* Your task *
Type out the full set of entries again, unchanged.

* Referring expression grounding data *
▼

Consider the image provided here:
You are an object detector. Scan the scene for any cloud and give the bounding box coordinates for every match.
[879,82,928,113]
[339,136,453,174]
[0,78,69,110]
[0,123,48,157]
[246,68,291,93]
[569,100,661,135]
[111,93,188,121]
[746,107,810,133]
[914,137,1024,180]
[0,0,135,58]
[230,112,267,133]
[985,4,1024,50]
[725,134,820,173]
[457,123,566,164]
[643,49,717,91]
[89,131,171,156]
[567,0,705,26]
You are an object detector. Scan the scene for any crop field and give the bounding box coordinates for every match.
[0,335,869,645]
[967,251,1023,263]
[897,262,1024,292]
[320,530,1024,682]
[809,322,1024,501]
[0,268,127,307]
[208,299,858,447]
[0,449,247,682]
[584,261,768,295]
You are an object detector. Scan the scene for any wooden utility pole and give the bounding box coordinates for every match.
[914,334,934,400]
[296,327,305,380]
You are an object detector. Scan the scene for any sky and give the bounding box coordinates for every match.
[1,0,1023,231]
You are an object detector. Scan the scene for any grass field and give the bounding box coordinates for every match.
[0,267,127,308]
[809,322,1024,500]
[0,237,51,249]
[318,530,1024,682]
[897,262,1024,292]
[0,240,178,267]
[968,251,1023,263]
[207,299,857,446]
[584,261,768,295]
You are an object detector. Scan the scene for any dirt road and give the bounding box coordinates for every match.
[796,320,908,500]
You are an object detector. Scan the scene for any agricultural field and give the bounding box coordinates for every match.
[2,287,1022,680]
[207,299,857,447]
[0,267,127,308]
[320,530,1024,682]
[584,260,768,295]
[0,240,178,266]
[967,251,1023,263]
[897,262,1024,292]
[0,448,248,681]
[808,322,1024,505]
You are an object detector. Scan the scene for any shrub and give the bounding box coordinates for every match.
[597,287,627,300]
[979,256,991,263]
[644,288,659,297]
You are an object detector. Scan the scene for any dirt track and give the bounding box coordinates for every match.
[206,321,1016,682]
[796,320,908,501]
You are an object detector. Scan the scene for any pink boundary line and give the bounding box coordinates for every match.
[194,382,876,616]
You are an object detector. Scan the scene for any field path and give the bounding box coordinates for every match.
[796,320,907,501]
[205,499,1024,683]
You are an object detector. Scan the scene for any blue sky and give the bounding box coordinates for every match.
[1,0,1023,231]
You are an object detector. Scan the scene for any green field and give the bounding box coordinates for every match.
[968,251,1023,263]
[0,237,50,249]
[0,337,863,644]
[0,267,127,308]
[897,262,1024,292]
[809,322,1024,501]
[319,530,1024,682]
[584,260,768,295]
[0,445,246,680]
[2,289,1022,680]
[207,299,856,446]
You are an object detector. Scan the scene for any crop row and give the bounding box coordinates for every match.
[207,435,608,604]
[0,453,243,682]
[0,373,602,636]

▲

* Answer section *
Consider the image provided here:
You are an object detector. Scan the scene for any cloud and give the bounding box coordinates for every match.
[879,82,928,113]
[339,136,453,174]
[0,78,69,110]
[0,123,48,157]
[246,68,291,93]
[569,100,661,135]
[111,93,188,121]
[746,107,810,133]
[914,137,1024,180]
[0,0,135,58]
[230,112,267,133]
[985,4,1024,50]
[725,134,820,173]
[457,123,566,164]
[643,49,717,91]
[89,131,171,156]
[567,0,705,26]
You are an object detector. Scan the scene for any crop field and give the bounding box coordinates for every match.
[0,335,869,645]
[967,251,1023,263]
[897,262,1024,292]
[320,530,1024,682]
[809,322,1024,501]
[0,268,127,307]
[208,299,858,447]
[0,449,247,682]
[584,261,768,295]
You are an object detector. Scan the scene for any wooden utility pole and give the bounding box coordinates for every match.
[914,334,934,400]
[296,327,305,380]
You are an object detector. Scan the scene for any sky and give the bounding box coordinates for every match.
[1,0,1023,231]
You are an object detector. Scan the scene for any grass field and give the bounding box coordinates for every match.
[0,267,127,308]
[809,322,1024,500]
[0,237,51,249]
[318,530,1024,682]
[897,262,1024,292]
[0,240,178,267]
[968,251,1023,263]
[207,299,857,446]
[584,261,768,295]
You are an object detector. Scan the scene for any dirt road and give the bounding box coordinates for every match.
[796,320,908,500]
You are an object detector. Scan the scene for any agricultural field and give the bounding box coordinates for every match.
[2,287,1022,680]
[207,299,857,447]
[0,267,127,308]
[320,530,1024,682]
[584,260,768,295]
[0,240,178,266]
[967,251,1023,263]
[897,262,1024,292]
[0,448,248,681]
[808,322,1024,505]
You are an object detector. Scan the scene for any shrub and give the bounding box coordinates for every match.
[597,287,627,300]
[979,256,991,263]
[644,288,659,297]
You are an object detector. Scan the scene for any dirt track and give the bounding box coordinates for every match.
[206,321,1016,682]
[796,320,908,501]
You are an object detector. Scan the scene for any pink boundary line and give the bounding box coordinates for every match.
[194,382,876,616]
You are an object detector. Scan the scene for any field path and give the bounding box coordinates for every match.
[796,320,907,501]
[205,499,1024,683]
You are an object detector. Scan the scene for any blue sky and give the bounding box coordinates for every match.
[1,0,1023,231]
You are an object detector. Scan the scene for any green field and give the bounding box coordinates for every match.
[968,251,1023,263]
[0,237,50,249]
[0,337,863,644]
[0,267,127,308]
[897,262,1024,292]
[809,322,1024,501]
[319,530,1024,682]
[584,260,768,295]
[0,445,246,680]
[2,289,1022,680]
[207,299,856,446]
You are an object detector. Scan the scene for any crop row and give the bounding box coordinates for every match.
[207,435,608,604]
[0,453,243,682]
[0,373,602,636]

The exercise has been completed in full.